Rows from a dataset
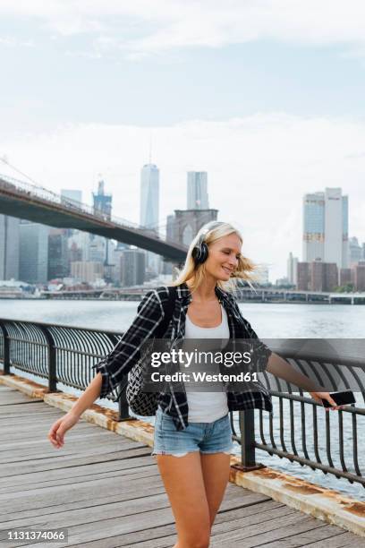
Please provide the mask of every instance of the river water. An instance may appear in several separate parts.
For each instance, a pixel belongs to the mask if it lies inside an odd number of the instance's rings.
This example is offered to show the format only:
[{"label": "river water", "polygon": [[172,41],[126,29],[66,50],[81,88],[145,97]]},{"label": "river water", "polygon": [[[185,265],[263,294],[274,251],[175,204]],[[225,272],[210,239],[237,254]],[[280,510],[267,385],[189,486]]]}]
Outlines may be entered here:
[{"label": "river water", "polygon": [[[125,330],[133,319],[137,302],[115,301],[44,301],[44,300],[0,300],[0,317],[13,320],[29,320],[33,321],[45,321],[74,327],[93,328],[113,331]],[[264,338],[363,338],[365,331],[365,307],[361,305],[344,304],[261,304],[243,303],[240,304],[243,316],[250,321],[259,337]],[[25,376],[25,373],[22,373]],[[40,381],[38,379],[38,381]],[[72,391],[66,387],[61,390]],[[73,391],[78,394],[79,392]],[[276,398],[274,398],[276,399]],[[364,407],[359,398],[359,406]],[[112,408],[115,404],[106,399],[101,401]],[[276,406],[275,406],[276,407]],[[308,410],[307,437],[308,449],[310,450],[311,413]],[[344,432],[345,444],[351,455],[352,445],[350,414],[344,413]],[[239,432],[237,414],[234,413],[234,424]],[[267,422],[267,414],[265,414],[265,422]],[[325,412],[318,409],[319,438],[324,434]],[[339,464],[337,414],[330,412],[331,450],[335,466]],[[278,438],[278,412],[274,410],[274,432]],[[145,418],[145,417],[144,417]],[[300,430],[299,408],[295,408],[296,429]],[[154,418],[149,419],[152,424]],[[257,421],[259,422],[259,421]],[[362,471],[365,469],[365,417],[360,416],[358,420],[358,443],[359,465]],[[321,430],[323,428],[323,430]],[[301,438],[297,433],[297,449],[301,454]],[[259,434],[257,432],[257,440]],[[322,436],[324,438],[324,435]],[[287,449],[291,450],[290,435],[285,432],[284,440]],[[325,440],[321,440],[320,453],[323,464],[327,464],[326,453],[323,450]],[[278,443],[278,447],[280,444]],[[237,444],[237,453],[240,448]],[[310,456],[311,456],[310,450]],[[346,455],[346,450],[345,450]],[[262,462],[276,469],[302,477],[308,481],[336,489],[358,500],[365,501],[365,489],[357,484],[351,484],[347,480],[338,480],[331,475],[325,475],[321,471],[313,471],[308,467],[301,467],[296,463],[290,463],[278,457],[271,457],[265,451],[257,451],[257,461]],[[347,461],[346,461],[347,464]],[[350,458],[348,468],[353,470]]]}]

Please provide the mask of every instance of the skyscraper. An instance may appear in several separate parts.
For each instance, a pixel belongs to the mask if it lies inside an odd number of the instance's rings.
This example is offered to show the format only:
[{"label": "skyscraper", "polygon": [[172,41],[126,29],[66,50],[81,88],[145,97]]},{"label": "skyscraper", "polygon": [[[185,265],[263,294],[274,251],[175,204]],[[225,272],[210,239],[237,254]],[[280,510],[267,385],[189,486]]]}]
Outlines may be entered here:
[{"label": "skyscraper", "polygon": [[[140,171],[140,224],[158,232],[159,218],[159,170],[155,164],[146,164]],[[147,267],[153,274],[157,274],[160,257],[148,253]]]},{"label": "skyscraper", "polygon": [[158,227],[159,171],[155,164],[146,164],[140,171],[140,224],[147,228]]},{"label": "skyscraper", "polygon": [[208,174],[188,171],[188,210],[208,210]]},{"label": "skyscraper", "polygon": [[348,266],[348,197],[341,188],[305,194],[303,199],[303,261],[320,259]]},{"label": "skyscraper", "polygon": [[22,219],[19,278],[30,284],[45,284],[48,274],[49,227]]},{"label": "skyscraper", "polygon": [[0,215],[0,279],[19,279],[20,219]]},{"label": "skyscraper", "polygon": [[286,277],[289,283],[295,286],[297,283],[298,257],[293,257],[292,252],[290,252],[286,264]]}]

# [WORK INSTRUCTIONS]
Word for word, quote the lines above. Omit the pictures.

# [SOLUTION TO THE EXERCISE]
Please provide the mask of every instance of the river water. An instance may appear in several separate parts.
For each instance, a pixel belongs to the mask if it lies inside an odd number of the instance's rings.
This example is offered to show the format only:
[{"label": "river water", "polygon": [[172,41],[126,29],[66,50],[81,88],[145,97]]},{"label": "river water", "polygon": [[[185,265],[263,294],[274,251],[175,204]],[[225,272],[210,239],[237,254]],[[280,510],[267,385],[189,486]]]}]
Outlines may be entered here:
[{"label": "river water", "polygon": [[[125,330],[133,319],[137,302],[115,301],[44,301],[44,300],[0,300],[0,317],[13,320],[29,320],[33,321],[45,321],[74,327],[93,328],[113,331]],[[264,338],[363,338],[365,331],[365,307],[361,305],[344,304],[261,304],[243,303],[240,304],[243,316],[250,321],[259,337]],[[25,376],[25,373],[22,373]],[[40,381],[38,379],[38,381]],[[72,391],[66,387],[61,390]],[[73,391],[78,394],[79,392]],[[276,398],[274,398],[276,399]],[[364,407],[359,398],[359,406]],[[112,408],[115,404],[106,399],[101,401]],[[276,406],[275,406],[276,407]],[[308,410],[307,437],[308,449],[310,450],[311,413]],[[344,432],[345,444],[351,455],[352,445],[350,414],[344,413]],[[239,432],[237,414],[234,413],[234,424]],[[267,422],[267,414],[265,414],[265,422]],[[325,412],[318,409],[319,438],[324,434]],[[339,464],[337,414],[330,412],[331,450],[335,466]],[[278,438],[278,412],[274,410],[274,432]],[[145,418],[145,417],[144,417]],[[300,430],[299,408],[295,408],[296,429]],[[154,418],[149,419],[152,424]],[[257,421],[259,422],[259,421]],[[362,471],[365,469],[365,417],[360,416],[358,420],[358,443],[359,465]],[[321,430],[323,428],[323,430]],[[301,438],[297,433],[297,449],[301,454]],[[259,434],[257,432],[257,440]],[[322,436],[324,438],[324,435]],[[287,449],[291,450],[290,435],[285,432],[284,440]],[[325,440],[321,440],[320,453],[323,464],[327,464],[326,453],[323,450]],[[278,443],[278,447],[280,444]],[[237,444],[237,453],[240,448]],[[310,456],[311,456],[310,450]],[[346,455],[346,450],[345,450]],[[262,462],[276,469],[302,477],[308,481],[336,489],[358,500],[365,501],[365,489],[357,484],[351,484],[347,480],[338,480],[331,475],[325,475],[321,471],[313,471],[308,467],[301,467],[296,463],[290,463],[278,457],[271,457],[265,451],[257,451],[257,461]],[[347,461],[346,461],[347,464]],[[350,458],[348,468],[353,470]]]}]

Please provide the mask of every instance of the skyscraper. An instance may appear in several separate parts.
For each instance, a pixel belongs to the mask if it lies inside an odd number of the instance's rings.
This example is offered to show the format only:
[{"label": "skyscraper", "polygon": [[172,41],[126,29],[66,50],[81,88],[145,97]]},{"label": "skyscraper", "polygon": [[[185,265],[263,294],[274,251],[175,204]],[[225,272],[210,239],[237,254]],[[280,510],[267,385],[189,486]]]}]
Outlines may be entered here:
[{"label": "skyscraper", "polygon": [[[140,171],[140,224],[158,232],[159,218],[159,170],[155,164],[146,164]],[[147,267],[153,274],[157,274],[160,257],[148,253]]]},{"label": "skyscraper", "polygon": [[158,227],[159,171],[155,164],[146,164],[140,171],[140,224],[147,228]]},{"label": "skyscraper", "polygon": [[208,174],[188,171],[188,210],[208,210]]},{"label": "skyscraper", "polygon": [[348,266],[348,197],[341,188],[305,194],[303,199],[303,261],[320,259]]},{"label": "skyscraper", "polygon": [[22,219],[19,278],[30,284],[45,284],[48,274],[49,227]]},{"label": "skyscraper", "polygon": [[0,215],[0,279],[19,279],[20,219]]},{"label": "skyscraper", "polygon": [[286,277],[289,283],[295,286],[297,283],[298,257],[293,257],[292,252],[290,252],[286,264]]}]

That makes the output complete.